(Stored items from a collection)
════════════════

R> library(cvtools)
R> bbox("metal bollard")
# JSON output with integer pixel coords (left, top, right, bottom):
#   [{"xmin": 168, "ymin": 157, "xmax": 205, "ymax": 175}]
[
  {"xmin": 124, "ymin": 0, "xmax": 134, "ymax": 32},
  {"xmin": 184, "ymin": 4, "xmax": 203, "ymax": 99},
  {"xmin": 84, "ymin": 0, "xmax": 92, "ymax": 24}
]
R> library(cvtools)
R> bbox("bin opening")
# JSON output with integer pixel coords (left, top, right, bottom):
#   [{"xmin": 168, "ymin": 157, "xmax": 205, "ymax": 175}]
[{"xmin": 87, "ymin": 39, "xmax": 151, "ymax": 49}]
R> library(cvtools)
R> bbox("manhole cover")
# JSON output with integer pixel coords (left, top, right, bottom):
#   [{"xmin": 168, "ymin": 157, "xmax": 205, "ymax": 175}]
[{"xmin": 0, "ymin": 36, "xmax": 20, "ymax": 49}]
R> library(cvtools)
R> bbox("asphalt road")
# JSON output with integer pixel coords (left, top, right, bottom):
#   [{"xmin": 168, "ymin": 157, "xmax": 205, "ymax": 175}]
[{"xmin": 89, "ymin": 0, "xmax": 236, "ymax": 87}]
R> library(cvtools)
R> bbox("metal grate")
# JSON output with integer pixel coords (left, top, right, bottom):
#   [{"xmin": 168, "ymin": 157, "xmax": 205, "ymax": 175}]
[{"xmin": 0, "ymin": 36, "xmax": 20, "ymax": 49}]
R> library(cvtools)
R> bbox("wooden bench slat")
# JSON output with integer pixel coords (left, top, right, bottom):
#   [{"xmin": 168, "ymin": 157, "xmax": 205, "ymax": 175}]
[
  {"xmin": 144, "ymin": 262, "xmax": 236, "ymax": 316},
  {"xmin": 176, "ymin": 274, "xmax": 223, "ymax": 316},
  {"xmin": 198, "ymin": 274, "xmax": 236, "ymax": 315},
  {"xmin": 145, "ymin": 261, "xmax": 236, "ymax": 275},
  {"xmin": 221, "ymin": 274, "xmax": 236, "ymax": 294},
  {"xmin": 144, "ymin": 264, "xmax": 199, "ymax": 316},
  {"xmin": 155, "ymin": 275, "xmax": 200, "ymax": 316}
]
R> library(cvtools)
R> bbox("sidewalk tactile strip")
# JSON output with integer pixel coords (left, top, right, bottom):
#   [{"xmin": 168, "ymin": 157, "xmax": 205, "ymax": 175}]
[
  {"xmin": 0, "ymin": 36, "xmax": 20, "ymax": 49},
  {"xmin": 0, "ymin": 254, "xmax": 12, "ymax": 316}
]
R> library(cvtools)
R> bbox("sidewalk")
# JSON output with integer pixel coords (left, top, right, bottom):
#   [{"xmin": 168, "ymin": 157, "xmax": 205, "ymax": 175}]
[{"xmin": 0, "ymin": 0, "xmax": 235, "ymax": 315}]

════════════════

- Try it -
Transcribe the records in full, keeping every character as it is.

- Result below -
R> library(cvtools)
R> bbox("metal bollard")
# JSON output with integer pixel coords (left, top, right, bottom):
#   [{"xmin": 168, "ymin": 157, "xmax": 205, "ymax": 175}]
[
  {"xmin": 124, "ymin": 0, "xmax": 134, "ymax": 32},
  {"xmin": 184, "ymin": 4, "xmax": 203, "ymax": 99},
  {"xmin": 84, "ymin": 0, "xmax": 92, "ymax": 24}
]
R> library(cvtools)
R> bbox("bin opening")
# JSON output with integer pixel coords (left, top, right, bottom):
#   [{"xmin": 168, "ymin": 157, "xmax": 205, "ymax": 175}]
[{"xmin": 87, "ymin": 39, "xmax": 151, "ymax": 49}]
R> library(cvtools)
R> bbox("manhole cover")
# JSON output with integer pixel coords (left, top, right, bottom):
#   [{"xmin": 168, "ymin": 157, "xmax": 205, "ymax": 175}]
[{"xmin": 0, "ymin": 36, "xmax": 20, "ymax": 49}]
R> library(cvtools)
R> bbox("asphalt road")
# JSON output with integer pixel coords (left, top, right, bottom):
#   [{"xmin": 168, "ymin": 157, "xmax": 205, "ymax": 175}]
[{"xmin": 89, "ymin": 0, "xmax": 236, "ymax": 87}]
R> library(cvtools)
R> bbox("metal grate")
# JSON output with integer pixel coords (left, top, right, bottom):
#   [{"xmin": 168, "ymin": 157, "xmax": 205, "ymax": 175}]
[{"xmin": 0, "ymin": 36, "xmax": 20, "ymax": 49}]
R> library(cvtools)
R> bbox("wooden bench slat")
# JSON output with integer pixel coords (left, top, right, bottom):
#   [{"xmin": 168, "ymin": 157, "xmax": 205, "ymax": 175}]
[
  {"xmin": 144, "ymin": 262, "xmax": 236, "ymax": 316},
  {"xmin": 176, "ymin": 274, "xmax": 223, "ymax": 316},
  {"xmin": 198, "ymin": 274, "xmax": 236, "ymax": 315},
  {"xmin": 145, "ymin": 261, "xmax": 236, "ymax": 275},
  {"xmin": 221, "ymin": 274, "xmax": 236, "ymax": 294},
  {"xmin": 144, "ymin": 264, "xmax": 199, "ymax": 316},
  {"xmin": 155, "ymin": 275, "xmax": 200, "ymax": 316}
]
R> library(cvtools)
R> bbox("sidewalk tactile strip")
# JSON output with integer pixel coords (left, top, right, bottom):
#   [{"xmin": 168, "ymin": 157, "xmax": 205, "ymax": 175}]
[
  {"xmin": 0, "ymin": 36, "xmax": 20, "ymax": 49},
  {"xmin": 0, "ymin": 254, "xmax": 12, "ymax": 316}
]
R> library(cvtools)
R> bbox("sidewalk")
# JSON output with integer pixel coords (left, top, right, bottom):
#   [{"xmin": 168, "ymin": 157, "xmax": 205, "ymax": 175}]
[{"xmin": 0, "ymin": 0, "xmax": 235, "ymax": 315}]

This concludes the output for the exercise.